**What is asked**
List every line in the material below that contains the string "shovel", copying each line in full. Treat uppercase and lowercase letters as different.
************
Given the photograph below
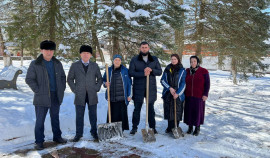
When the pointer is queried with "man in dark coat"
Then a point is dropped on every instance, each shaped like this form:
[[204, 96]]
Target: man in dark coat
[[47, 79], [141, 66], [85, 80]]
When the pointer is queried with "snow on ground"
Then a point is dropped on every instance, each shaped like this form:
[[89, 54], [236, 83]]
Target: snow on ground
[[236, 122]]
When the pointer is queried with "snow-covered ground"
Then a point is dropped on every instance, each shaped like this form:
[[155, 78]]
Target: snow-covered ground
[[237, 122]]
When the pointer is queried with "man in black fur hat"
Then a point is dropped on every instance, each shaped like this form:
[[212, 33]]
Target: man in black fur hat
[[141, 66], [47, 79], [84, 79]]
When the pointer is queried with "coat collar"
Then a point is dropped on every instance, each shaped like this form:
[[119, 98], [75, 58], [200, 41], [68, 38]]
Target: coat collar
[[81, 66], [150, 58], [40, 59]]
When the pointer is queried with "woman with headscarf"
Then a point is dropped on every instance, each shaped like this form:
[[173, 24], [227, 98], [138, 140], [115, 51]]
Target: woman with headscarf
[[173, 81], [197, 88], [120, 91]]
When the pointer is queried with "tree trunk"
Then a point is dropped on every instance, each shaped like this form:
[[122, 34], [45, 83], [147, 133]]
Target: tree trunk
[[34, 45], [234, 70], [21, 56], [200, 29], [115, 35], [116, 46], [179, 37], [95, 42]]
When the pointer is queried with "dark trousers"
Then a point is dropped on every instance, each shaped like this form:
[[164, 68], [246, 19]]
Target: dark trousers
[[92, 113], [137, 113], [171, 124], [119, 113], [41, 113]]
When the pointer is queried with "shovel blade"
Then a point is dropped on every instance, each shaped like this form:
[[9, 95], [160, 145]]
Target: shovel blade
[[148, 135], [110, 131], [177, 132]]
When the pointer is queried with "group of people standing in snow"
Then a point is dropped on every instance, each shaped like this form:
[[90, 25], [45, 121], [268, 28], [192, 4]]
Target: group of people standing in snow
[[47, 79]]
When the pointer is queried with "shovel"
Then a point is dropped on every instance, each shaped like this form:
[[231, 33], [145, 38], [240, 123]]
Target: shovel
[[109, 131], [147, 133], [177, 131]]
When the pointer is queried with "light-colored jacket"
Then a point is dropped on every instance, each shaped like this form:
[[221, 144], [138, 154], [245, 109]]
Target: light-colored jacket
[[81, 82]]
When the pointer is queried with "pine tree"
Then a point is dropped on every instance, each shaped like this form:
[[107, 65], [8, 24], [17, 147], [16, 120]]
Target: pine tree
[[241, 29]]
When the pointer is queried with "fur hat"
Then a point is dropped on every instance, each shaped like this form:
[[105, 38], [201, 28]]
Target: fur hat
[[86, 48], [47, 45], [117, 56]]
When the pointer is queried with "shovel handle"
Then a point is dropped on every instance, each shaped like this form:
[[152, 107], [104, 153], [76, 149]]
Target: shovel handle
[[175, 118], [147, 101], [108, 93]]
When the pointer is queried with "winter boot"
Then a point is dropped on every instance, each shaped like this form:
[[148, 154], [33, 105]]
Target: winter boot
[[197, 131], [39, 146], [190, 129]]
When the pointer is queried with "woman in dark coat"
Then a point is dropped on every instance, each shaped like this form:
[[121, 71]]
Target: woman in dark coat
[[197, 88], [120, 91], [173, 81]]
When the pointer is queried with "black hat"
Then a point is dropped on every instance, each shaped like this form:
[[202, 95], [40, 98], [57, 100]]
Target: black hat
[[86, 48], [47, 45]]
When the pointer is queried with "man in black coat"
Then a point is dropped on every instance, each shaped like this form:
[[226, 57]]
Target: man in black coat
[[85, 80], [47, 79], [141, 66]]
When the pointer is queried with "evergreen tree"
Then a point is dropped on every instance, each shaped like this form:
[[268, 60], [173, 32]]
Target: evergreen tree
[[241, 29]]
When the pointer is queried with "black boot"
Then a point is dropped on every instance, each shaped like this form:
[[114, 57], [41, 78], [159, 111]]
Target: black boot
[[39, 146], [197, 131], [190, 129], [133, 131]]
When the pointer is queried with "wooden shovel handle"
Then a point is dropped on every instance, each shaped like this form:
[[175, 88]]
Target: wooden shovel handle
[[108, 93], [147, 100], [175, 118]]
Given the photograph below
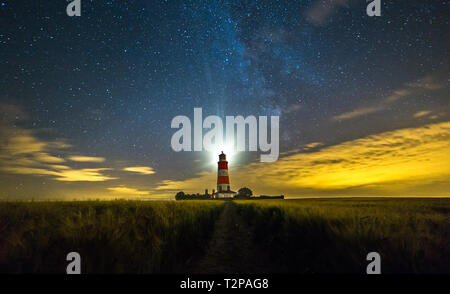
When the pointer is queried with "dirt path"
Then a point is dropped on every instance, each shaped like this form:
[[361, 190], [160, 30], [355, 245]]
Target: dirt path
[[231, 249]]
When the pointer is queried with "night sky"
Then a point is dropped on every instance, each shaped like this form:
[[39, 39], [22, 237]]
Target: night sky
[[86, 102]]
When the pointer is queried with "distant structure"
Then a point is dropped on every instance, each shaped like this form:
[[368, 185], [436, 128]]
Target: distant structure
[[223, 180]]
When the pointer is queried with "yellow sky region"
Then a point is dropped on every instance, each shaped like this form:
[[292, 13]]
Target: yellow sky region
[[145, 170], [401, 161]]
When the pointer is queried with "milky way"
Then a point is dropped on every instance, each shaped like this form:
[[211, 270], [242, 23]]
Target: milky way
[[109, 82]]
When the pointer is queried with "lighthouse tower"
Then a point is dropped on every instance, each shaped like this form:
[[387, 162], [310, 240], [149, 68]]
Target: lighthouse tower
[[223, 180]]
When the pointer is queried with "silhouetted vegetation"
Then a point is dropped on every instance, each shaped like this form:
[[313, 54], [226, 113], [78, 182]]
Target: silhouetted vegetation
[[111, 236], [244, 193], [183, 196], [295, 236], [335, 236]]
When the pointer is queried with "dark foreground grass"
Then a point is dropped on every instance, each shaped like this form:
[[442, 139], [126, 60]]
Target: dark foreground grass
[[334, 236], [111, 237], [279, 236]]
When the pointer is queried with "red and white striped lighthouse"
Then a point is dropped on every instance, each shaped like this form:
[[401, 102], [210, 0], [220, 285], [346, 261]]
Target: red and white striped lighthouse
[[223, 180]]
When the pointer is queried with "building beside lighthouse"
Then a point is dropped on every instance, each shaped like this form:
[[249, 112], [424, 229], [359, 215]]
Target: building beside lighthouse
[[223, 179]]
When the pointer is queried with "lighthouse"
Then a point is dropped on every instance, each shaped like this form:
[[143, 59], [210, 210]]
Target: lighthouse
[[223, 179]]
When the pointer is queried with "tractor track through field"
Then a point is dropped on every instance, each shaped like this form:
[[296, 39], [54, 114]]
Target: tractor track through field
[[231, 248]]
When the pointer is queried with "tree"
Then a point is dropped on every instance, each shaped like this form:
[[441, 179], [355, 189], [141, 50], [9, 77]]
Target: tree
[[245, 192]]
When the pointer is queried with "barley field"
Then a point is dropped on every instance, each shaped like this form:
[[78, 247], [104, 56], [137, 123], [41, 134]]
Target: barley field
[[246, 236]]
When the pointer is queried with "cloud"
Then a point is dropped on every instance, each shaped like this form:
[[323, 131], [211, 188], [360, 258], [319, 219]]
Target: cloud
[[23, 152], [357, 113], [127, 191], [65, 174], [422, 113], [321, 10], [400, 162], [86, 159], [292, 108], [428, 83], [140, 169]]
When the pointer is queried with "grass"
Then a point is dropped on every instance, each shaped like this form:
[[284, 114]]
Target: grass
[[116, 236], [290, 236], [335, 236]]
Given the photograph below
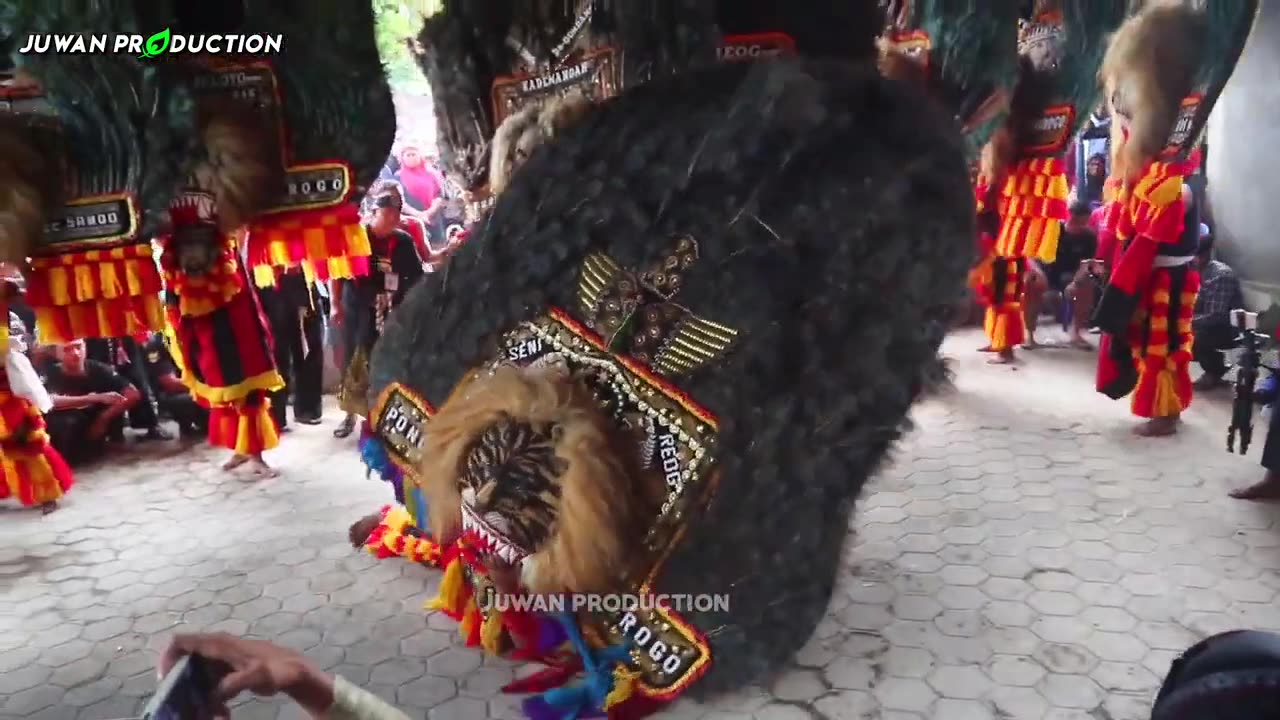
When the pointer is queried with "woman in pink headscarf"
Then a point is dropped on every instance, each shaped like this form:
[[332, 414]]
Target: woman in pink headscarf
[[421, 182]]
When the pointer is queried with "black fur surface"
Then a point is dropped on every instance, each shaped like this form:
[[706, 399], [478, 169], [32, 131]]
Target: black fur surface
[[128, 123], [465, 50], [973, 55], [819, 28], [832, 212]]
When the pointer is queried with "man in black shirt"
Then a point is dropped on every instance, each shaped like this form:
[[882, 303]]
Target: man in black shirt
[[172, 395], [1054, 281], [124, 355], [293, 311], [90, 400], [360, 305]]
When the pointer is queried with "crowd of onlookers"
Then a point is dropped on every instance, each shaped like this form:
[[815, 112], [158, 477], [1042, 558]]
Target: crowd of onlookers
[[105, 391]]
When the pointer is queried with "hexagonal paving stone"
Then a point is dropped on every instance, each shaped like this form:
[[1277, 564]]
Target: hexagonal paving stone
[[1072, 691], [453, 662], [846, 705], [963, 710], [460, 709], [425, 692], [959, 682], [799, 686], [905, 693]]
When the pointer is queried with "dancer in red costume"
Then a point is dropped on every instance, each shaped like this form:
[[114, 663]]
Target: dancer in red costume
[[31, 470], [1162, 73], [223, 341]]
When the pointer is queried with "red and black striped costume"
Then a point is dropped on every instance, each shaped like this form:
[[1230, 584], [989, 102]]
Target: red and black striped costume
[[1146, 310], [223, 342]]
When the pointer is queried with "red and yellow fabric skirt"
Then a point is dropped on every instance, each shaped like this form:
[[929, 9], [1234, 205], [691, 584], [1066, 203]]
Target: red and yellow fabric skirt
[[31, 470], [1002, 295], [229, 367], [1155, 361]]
************
**Written solution**
When the pointer is queried with "shovel blade"
Target: shovel blade
When the pointer is queried with "shovel"
Target: shovel
When the pointer is queried with "shovel handle"
Target: shovel handle
When the pointer is queried with "wooden shovel handle"
Target: wooden shovel handle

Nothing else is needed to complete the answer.